§ Document passage:
· · · · · · ·
Evolutionary history, processes, and mechanisms of ecologically important microbial lineages

We are interested in the microbial evolution and genomic changes in the context of the evolutionary history of their habitats. To address questions in this area, we work on high-quality genome sequences of phylogenetically and ecologically diverse lineages within a microbial group of interest, and employ molecular dating approaches, unbiased phylogenomic strategies, metagenome binning methods, single cell genomics, genome-scale metabolic modeling and individual-based modeling among other computational approaches. We also use and develop methods to probe the neutral and selective mechanisms underlying the genomic changes, which helps understand the genome size and genomic base composition variations within a lineage.

Here are a few recent examples of microbial evolutionary history studies. (1) We developed a fossil-independent molecular dating method based on the unbiased spontaneous mutation rate and subsequently estimated the evolutionary time of the Roseobacter group, the most abundant bacterial lineage in the coastal environments and a major player in marine carbon and sulfur cycles (Sun et al. 2017. The ISME Journal). (2) In a study of Flavobacteriaceae, one of the major bacterial groups responsible for global polysaccharide and peptide degradation, we predicted three major ocean-to-land transitions in their evolutionary history, which were associated with repeated losses of marine signature genes and repeated gains of non-marine adaptive genes (Zhang et al. 2019. Environmental Microbiology). (3) Thaumarchaeota, an archaeal group known to drive ammonia oxidation in both marine and terrestrial environments, experienced an ancient innovation in the terrestrial habitats from the non-ammonia-oxidizing ancestors to the ammonia-oxidizing descendants, followed by expansions to the photic shallow ocean and then to the dark deep ocean. We showed that these transitions were associated with substantial changes in the metabolic potentials, and predicted that the timing of these transitions matches well with the oxygenation events on these major habitats (Ren et al. 2019. The ISME Journal).

In the case of evolutionary mechanisms, we provided strong evidence for random genetic drift as the dominant evolutionary mechanism driving genome reduction of marine Prochlorococcus and the SAR86 clade and challenged the Darwin’s theory in explaining this prevalent phenomenon in the ocean (Luo et al. 2017. Nature Microbiology). In another study, we constructed a genome-scale individual-based model for a representative Roseobacter strain, which is parameterized by experimentally determined mutation and physiological data. We reached a conclusion that the neutral mutational bias is not sufficient to give rise to the observed genomic G+C content of this bacterium and that carbon limitation has been the primary selective force driving the G+C content of this bacterium since the origin of the Roseobacter group (Hellweger et al. 2018. The ISME Journal). This study also showed that the genomic G+C content is a window for looking into the past of the ocean chemistry, which complements the available geochemical measurements of the paleo-ocean chemistry.
· · · · · · ·
§ Provided records:
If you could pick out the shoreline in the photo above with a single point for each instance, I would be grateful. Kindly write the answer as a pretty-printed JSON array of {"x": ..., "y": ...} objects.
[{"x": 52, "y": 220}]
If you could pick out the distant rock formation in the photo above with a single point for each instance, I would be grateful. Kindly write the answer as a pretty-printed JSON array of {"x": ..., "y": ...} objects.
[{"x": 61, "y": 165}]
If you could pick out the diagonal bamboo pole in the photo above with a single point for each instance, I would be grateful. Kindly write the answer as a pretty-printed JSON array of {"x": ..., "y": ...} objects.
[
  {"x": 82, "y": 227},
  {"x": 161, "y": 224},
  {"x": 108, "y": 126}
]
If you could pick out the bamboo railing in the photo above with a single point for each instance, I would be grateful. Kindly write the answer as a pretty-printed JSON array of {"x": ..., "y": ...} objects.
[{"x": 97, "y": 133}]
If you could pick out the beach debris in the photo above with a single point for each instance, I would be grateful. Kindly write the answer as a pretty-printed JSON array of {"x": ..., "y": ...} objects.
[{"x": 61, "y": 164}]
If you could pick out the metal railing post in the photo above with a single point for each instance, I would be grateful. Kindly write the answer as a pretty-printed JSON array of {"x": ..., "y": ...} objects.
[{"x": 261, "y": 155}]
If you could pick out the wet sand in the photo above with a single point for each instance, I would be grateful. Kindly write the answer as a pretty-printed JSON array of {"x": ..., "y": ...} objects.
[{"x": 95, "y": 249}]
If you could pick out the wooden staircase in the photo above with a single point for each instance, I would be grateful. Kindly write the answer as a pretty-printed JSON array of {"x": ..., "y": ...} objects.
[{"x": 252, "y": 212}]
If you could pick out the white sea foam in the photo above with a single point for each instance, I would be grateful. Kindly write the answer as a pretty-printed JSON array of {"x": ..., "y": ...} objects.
· · · · · · ·
§ Work instruction: Reproduce the research description between "Evolutionary history, processes, and" and "within a lineage.", inclusive, substituting "complete" for "high-quality". The data were taken from a source unrelated to the text.

§ Written reply:
Evolutionary history, processes, and mechanisms of ecologically important microbial lineages

We are interested in the microbial evolution and genomic changes in the context of the evolutionary history of their habitats. To address questions in this area, we work on complete genome sequences of phylogenetically and ecologically diverse lineages within a microbial group of interest, and employ molecular dating approaches, unbiased phylogenomic strategies, metagenome binning methods, single cell genomics, genome-scale metabolic modeling and individual-based modeling among other computational approaches. We also use and develop methods to probe the neutral and selective mechanisms underlying the genomic changes, which helps understand the genome size and genomic base composition variations within a lineage.